* **Set problem**
Transcribe every line, keeping it exact.

** start **

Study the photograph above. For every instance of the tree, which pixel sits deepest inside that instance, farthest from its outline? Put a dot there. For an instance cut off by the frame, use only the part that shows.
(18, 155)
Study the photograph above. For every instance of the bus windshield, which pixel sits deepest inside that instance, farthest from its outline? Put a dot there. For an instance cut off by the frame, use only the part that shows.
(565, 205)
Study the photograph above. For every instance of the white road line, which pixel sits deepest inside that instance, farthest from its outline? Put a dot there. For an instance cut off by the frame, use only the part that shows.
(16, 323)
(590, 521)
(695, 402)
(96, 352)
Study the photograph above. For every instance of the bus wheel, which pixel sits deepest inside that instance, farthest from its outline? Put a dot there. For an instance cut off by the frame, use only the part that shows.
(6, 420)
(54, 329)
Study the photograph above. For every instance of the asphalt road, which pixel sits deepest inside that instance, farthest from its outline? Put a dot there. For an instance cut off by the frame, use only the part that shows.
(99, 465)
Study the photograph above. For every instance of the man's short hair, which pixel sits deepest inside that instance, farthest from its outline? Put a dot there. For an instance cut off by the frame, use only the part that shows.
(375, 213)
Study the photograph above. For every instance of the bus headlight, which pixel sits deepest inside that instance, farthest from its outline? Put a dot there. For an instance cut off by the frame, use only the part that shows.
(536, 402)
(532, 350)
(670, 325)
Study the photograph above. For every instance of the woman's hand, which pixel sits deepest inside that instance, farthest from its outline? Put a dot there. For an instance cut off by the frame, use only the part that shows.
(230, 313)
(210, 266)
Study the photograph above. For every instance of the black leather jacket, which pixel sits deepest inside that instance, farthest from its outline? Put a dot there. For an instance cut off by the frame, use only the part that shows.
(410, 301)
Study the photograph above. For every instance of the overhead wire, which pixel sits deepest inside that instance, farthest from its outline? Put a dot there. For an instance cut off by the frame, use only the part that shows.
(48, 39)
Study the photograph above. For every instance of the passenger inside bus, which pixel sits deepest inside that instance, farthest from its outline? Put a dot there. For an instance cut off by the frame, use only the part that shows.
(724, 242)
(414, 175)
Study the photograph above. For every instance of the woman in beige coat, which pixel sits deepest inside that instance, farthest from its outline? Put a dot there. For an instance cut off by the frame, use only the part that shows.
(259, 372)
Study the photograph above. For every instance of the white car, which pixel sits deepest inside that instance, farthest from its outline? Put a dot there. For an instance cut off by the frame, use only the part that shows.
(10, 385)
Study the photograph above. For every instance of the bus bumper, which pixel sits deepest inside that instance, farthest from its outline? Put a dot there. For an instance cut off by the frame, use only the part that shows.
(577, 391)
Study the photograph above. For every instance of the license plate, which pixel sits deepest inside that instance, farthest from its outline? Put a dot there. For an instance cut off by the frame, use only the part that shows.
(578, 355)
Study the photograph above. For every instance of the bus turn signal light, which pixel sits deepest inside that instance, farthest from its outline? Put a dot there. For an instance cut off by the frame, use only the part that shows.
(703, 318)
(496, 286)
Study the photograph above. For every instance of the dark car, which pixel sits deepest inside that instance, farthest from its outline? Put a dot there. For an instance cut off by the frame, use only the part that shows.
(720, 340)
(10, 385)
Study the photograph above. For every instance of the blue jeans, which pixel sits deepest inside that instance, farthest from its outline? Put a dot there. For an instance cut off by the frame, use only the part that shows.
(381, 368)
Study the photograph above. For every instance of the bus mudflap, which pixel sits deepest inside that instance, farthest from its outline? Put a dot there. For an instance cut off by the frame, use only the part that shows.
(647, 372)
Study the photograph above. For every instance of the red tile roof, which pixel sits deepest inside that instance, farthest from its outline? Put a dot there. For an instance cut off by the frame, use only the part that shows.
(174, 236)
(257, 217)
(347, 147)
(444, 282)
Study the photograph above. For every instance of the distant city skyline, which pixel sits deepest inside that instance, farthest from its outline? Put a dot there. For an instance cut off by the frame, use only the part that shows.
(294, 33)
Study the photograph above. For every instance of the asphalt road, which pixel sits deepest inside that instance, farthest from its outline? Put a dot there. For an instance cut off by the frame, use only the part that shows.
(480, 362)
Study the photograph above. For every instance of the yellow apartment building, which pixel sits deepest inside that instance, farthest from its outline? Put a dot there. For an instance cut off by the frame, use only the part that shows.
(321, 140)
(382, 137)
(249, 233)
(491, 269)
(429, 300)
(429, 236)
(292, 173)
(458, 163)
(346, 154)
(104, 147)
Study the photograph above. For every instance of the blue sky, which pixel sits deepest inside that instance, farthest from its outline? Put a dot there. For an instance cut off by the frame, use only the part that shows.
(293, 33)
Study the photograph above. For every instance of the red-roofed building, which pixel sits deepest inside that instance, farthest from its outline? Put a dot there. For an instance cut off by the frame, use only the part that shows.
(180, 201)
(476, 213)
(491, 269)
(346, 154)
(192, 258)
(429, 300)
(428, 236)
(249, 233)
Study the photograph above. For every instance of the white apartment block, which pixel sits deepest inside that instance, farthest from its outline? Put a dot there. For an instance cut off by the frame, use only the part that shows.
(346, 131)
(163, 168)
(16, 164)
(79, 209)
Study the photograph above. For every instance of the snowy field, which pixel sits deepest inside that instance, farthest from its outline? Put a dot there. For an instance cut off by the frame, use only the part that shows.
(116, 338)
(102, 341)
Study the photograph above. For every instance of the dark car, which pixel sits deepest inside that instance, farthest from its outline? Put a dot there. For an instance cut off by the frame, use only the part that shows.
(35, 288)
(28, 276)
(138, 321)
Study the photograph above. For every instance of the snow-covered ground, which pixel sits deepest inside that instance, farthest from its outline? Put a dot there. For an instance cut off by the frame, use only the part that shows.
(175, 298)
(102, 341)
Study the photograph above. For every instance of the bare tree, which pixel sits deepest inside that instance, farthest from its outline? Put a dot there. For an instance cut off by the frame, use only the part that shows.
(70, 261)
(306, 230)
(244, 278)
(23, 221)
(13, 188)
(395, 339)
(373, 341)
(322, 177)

** end **

* **Answer to this task**
Study the photograph above. For every instance of the tree, which pixel sits deepest inside that instance, farthest from its outline? Put a dot there. For an instance cut off by the frame, use only the part that shows.
(18, 155)
Study the photograph above. For every instance of the bus windshield, which pixel sits deepest inside that instance, farthest from its outline? Put a dot there. For an instance cut off by the frame, use only the part that shows.
(565, 205)
Study the photograph above. For every instance of the white road line, which pixel sits deepest inside that instance, farthest from its outline? Put a dot there. For an instance cut off by the frame, use only the part that shows.
(16, 323)
(590, 521)
(695, 402)
(96, 352)
Study the photograph above. For every instance of the bus wheel, which pixel sits deepest inside that instance, farthest from its outline? Put a dot there. For an instance cut off by the frame, use only the part that shows.
(6, 420)
(54, 329)
Study the photograph above. For every instance of the asphalt road, which pixel sits deepest inside that instance, farthest from its outline? Put a dot there. For an instance cut off by the frame, use only the part that shows.
(99, 465)
Study the photograph above. For every instance of the man's short hair, which pixel sits deepest inside that instance, farthest from its outline? Put a dot there. For an instance cut off by the frame, use only the part that shows.
(375, 213)
Study the photograph above. For every instance of the bus headlight, which pixel sits deepest inside that instance, farthest from its outline? Put a dot there. For an instance cut off by the frame, use only the part that shows.
(536, 402)
(532, 350)
(670, 325)
Study the photograph above. For every instance of the woman's hand, which pixel sits deepest inside that instance, farthest from its outline? Put a dot there. For an instance cut off by the frame, use only the part that shows.
(230, 313)
(210, 266)
Study the photograph above. For every instance of the black leather jacket, which pixel sits deepest inside that instance, farthest from its outline? Put a dot there. For an instance cut off by the frame, use only the part that shows.
(410, 301)
Study the photograph above. For every instance of the overhead wire, which pixel sits deepest inside that instance, farthest from its outline? Put a dot there. For an instance cut off by the frame, use only the part that shows.
(48, 39)
Study the photograph above. For every instance of the passenger inside bus, which pixel sits deepest inside that instance, farthest from its outline? Put a dot there. For an instance cut off by the frame, use only the part that shows.
(724, 242)
(414, 175)
Study the photograph above. For every instance of the woman in beige coat, which pixel sits deepest inside that instance, farthest from its outline? Put a dot there. For an instance cut off by the frame, use only the part that shows.
(259, 372)
Study the photograph above. For every instance of the white car, which pixel sits deepest inside that instance, farthest from its outline? Put a dot there. For an instance cut off by the frame, use only the part that shows.
(10, 385)
Study the photograph above. For every instance of the bus bumper, which pixel sits deepest inside that instance, farthest from its outline? Put a dot there. For an instance cut off by the frame, use only the part that shows.
(577, 391)
Study the photograph above. For every instance of the license plate, which pixel sits deepest inside that instance, farthest from its outline? Put a dot there. For an instance cut off by the frame, use only the part that shows.
(578, 355)
Study the photograph above. For every instance of the bus turn signal light, which pixel sits deepest inside that instance, farthest from its outline? Put a dot there. For an instance cut off by the frame, use only the part that shows.
(703, 318)
(496, 286)
Study the photograph above. For every instance of the dark car, which pixel sits deepest inside that instance, farthest from its outline? Put a dot there. For an instance cut off by the frame, use only the part that shows.
(720, 340)
(10, 385)
Study the photograph above. For every instance of the blue jeans, which pixel sits deepest inside that instance, farthest from its outline? Put a dot there. For an instance cut off by the frame, use only the part that shows.
(381, 368)
Study the photograph above. For every instance of the bus mudflap, which pixel sits deepest inside that instance, farthest from its outline? Put a dot there. For an instance cut off by the frame, use only the part that shows.
(647, 372)
Study the photograph above. For every instance of the red tile roof, which pixel sits deepest inside that instance, farthest from its outline? Put a dot there. For an instance cut off by the frame, use only the part that shows.
(174, 236)
(257, 217)
(347, 147)
(444, 282)
Study the photograph above. For every instance of the distant city skyline, which pixel sits deepest inside that instance, farthest from its outline? Put a dot there. For an instance cut off by the frame, use only the part that shows.
(294, 33)
Study the photograph above. For every instance of the asphalt road, which pixel sits deepest inside that instance, farthest from its outline? Put a dot there. For an instance cut off by the frame, use only the part that shows.
(480, 362)
Study the photograph above. For every instance of the yellow apartment building, which pixel sits deepest inside that instance, farthest from its outline? Put a dot there. For an instance cut off by the frame, use only the part that shows.
(321, 140)
(382, 137)
(249, 233)
(491, 269)
(429, 300)
(429, 236)
(292, 173)
(458, 163)
(346, 154)
(104, 147)
Study the photograph above. For every instance of the blue sky, which pixel sits deepest inside that instance, farthest from its outline? Put a dot there. For an instance cut off by the frame, use only the part that shows.
(293, 33)
Study the photograph above. For every instance of the red-roofed building, which pixel sits deepest inside that instance, farthest from its outline? Put a dot there. For an instance cut off by the frame, use only the part that shows.
(180, 201)
(476, 213)
(491, 269)
(346, 154)
(192, 258)
(429, 300)
(428, 236)
(249, 233)
Study the photograph above. For every instance of the white apartment block, which pixel sits deepest inside that instance, farthest from its outline? Put a dot there. For an instance cut off by the frame, use only the part that shows.
(346, 131)
(163, 168)
(16, 164)
(79, 209)
Study the photograph above. For every instance of the snowy field, which pixel sits deepest inside that instance, farthest from its outline? Put a dot there. For an instance cut off by the frame, use only the part that shows.
(116, 338)
(102, 341)
Study the photograph above. For every instance of the dark car, which pixel sits deepest inside that instance, farthest from its outline? Put a dot there. For an instance cut off by the frame, use only the part that shows.
(35, 288)
(28, 276)
(138, 321)
Study the photograph above. For every instance of the snow-covered ground, which pixel sits deepest inside that instance, farthest from its outline? Put a dot there. For an instance cut off by the frame, use only the part that shows.
(175, 298)
(102, 341)
Study the photograph above. For every instance of the bare tree, which pixel sits deepest inside that instance, farthest from its outline? Put a dot there. For an instance cut off by the frame, use only the part that shows.
(70, 261)
(306, 230)
(244, 278)
(23, 221)
(13, 188)
(395, 339)
(373, 341)
(322, 177)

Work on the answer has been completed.